### Exercise objective
Return verbatim the entries between the line containing "Dear assistant, the user would like the fingernail" and the line containing "[0,2,800,532]", inclusive. Leave out the pictures.

_ _ _ _ _

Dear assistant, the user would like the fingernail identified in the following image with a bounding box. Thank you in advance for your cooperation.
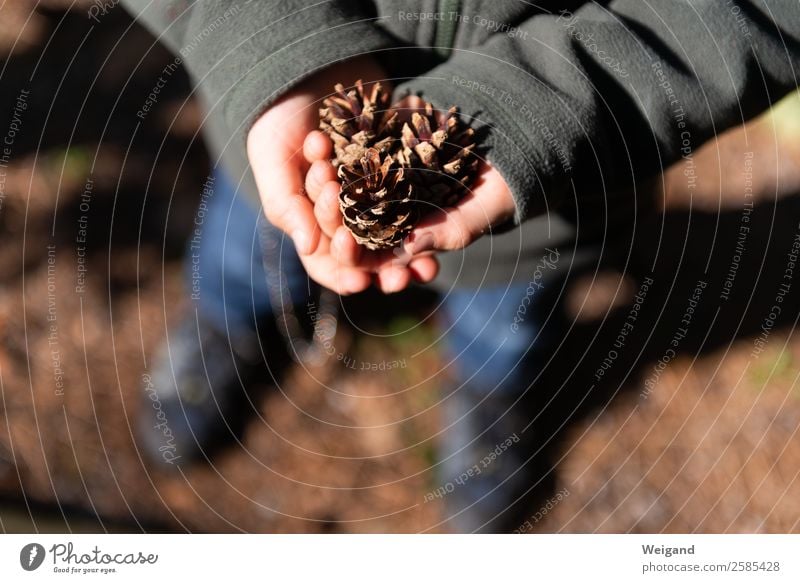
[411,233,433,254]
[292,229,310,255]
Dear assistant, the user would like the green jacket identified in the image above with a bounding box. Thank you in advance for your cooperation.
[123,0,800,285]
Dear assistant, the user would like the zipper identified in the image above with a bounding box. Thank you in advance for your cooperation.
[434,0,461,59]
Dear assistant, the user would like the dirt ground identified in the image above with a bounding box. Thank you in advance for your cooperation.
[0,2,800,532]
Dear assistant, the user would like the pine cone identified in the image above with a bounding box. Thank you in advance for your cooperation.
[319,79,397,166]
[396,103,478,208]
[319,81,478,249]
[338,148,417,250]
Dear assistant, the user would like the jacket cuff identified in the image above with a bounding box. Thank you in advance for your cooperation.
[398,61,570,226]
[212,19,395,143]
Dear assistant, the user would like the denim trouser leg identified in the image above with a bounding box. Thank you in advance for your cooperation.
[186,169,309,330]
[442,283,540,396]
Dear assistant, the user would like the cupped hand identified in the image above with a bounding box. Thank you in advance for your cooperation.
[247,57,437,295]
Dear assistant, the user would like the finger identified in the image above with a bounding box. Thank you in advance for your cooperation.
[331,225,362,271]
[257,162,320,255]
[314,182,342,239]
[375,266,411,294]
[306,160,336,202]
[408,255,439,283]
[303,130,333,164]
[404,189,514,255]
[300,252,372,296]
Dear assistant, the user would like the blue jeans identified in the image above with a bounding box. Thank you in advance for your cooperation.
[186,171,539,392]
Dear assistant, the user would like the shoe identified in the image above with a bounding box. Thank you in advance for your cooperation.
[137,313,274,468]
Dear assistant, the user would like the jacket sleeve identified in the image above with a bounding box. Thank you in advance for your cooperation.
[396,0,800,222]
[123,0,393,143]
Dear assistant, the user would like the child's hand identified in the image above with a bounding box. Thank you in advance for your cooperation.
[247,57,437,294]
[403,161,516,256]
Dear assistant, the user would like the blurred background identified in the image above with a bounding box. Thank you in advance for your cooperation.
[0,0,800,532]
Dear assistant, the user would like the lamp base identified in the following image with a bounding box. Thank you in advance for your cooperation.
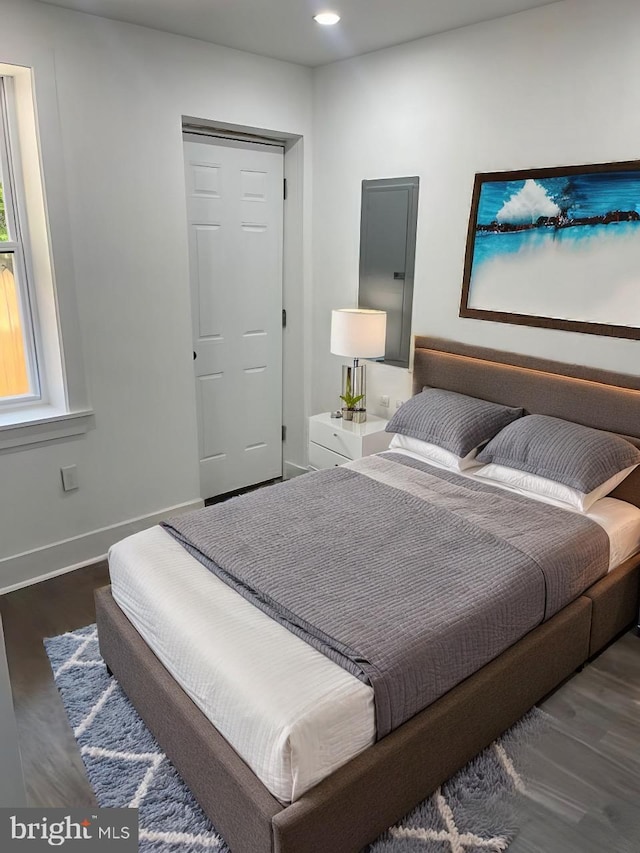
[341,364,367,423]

_ _ _ _ _

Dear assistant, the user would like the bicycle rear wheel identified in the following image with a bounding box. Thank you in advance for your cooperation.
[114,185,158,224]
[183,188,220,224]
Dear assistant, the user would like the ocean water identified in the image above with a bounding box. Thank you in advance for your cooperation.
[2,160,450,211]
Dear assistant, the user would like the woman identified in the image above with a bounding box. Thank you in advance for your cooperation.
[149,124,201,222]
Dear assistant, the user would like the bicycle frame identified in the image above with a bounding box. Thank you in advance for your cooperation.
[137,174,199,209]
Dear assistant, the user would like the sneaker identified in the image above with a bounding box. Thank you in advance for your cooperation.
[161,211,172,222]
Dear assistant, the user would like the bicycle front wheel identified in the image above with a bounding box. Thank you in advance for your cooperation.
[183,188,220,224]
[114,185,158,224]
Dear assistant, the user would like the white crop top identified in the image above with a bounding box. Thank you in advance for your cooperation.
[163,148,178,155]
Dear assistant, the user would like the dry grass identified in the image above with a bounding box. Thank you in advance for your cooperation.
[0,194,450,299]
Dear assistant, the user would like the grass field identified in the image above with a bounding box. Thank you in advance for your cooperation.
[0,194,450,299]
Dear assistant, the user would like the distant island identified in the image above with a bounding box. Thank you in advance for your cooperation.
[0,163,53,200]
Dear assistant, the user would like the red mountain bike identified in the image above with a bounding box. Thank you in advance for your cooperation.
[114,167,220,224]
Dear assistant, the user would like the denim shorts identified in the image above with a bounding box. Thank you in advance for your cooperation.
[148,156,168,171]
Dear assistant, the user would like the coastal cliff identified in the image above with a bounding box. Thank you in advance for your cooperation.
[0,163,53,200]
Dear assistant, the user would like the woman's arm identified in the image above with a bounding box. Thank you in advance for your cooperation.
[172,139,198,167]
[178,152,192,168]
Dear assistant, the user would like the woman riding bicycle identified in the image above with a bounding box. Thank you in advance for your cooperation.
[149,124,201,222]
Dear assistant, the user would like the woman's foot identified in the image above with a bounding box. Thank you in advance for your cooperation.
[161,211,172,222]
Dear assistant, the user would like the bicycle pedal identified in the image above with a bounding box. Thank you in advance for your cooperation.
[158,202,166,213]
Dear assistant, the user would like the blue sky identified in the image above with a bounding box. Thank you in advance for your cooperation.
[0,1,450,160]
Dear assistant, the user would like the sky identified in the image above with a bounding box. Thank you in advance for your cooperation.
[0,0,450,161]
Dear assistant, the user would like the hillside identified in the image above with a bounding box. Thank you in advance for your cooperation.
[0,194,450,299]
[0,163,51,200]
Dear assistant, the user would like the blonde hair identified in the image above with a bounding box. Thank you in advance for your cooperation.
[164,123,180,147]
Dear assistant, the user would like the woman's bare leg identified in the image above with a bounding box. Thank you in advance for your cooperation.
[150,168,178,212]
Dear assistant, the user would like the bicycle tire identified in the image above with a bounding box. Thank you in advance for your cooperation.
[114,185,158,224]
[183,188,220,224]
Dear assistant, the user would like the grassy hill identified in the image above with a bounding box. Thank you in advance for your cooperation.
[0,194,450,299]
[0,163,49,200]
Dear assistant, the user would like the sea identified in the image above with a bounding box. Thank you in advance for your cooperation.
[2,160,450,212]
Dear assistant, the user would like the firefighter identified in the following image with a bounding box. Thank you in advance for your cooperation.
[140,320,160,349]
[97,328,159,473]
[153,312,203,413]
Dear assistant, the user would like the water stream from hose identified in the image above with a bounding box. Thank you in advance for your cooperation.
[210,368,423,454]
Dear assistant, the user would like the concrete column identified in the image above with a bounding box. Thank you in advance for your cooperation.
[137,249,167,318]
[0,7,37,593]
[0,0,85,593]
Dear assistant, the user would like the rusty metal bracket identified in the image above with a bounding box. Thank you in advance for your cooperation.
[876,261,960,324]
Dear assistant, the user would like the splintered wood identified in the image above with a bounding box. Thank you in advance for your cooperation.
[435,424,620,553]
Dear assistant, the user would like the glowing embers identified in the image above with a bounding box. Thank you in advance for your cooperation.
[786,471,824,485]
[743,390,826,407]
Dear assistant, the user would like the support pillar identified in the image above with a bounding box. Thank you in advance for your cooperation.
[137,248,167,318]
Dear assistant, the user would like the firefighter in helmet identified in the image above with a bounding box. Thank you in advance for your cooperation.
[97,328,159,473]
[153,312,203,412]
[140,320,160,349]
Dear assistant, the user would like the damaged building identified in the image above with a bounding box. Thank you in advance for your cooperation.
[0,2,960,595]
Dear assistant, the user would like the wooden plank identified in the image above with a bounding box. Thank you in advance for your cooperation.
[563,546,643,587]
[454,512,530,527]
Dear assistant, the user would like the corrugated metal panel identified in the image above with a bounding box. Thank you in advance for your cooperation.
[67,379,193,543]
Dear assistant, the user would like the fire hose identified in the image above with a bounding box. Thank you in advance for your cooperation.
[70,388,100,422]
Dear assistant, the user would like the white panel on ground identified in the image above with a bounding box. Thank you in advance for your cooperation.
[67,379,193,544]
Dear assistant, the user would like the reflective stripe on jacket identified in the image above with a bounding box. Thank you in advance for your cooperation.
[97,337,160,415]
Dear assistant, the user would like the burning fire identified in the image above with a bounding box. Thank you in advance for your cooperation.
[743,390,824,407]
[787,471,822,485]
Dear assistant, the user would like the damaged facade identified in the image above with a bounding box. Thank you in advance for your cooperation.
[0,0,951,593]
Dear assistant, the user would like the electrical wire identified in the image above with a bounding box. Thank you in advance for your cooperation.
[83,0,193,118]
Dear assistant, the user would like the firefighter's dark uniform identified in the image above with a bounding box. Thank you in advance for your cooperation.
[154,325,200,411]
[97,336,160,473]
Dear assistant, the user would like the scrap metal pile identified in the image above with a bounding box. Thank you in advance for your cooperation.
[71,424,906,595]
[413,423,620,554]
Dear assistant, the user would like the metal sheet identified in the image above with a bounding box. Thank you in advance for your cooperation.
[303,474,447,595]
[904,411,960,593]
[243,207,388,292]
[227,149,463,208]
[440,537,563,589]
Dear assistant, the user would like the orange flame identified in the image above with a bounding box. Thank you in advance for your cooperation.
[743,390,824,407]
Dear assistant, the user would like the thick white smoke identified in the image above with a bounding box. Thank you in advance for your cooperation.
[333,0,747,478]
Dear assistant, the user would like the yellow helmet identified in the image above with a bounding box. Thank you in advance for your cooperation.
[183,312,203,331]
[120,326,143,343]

_ _ _ _ _

### Correct response
Dear assistant, the user would like the fingernail identified in the following image with a bounding box. Thank you in advance for your cooperation.
[411,233,433,254]
[292,229,310,255]
Dear assistant, the user would like the green jacket identified in the image above with a bounding box. Thank you in advance for your cooperation.
[123,0,800,285]
Dear assistant, the user would like the zipper identified in the image above with a bounding box. Thank you in advance for your cooperation.
[434,0,461,59]
Dear assistant, the user would like the dirt ground identified in the image above with a bounding box. Thank you in advance for your cooperation.
[0,2,800,532]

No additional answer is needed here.